*WORK ITEM:* With nothing added or dropped, copy the data that follows exactly.

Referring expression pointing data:
========================

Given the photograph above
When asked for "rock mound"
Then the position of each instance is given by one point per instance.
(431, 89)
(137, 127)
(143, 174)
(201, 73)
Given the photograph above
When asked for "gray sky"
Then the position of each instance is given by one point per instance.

========================

*EXERCISE RESULT:*
Given the photograph above
When asked for "rock mound"
Then the position of each instance is given by one point per instance.
(431, 89)
(137, 127)
(143, 174)
(201, 73)
Given the photograph above
When asked for "gray sky"
Then the position of each instance is given by one point per instance.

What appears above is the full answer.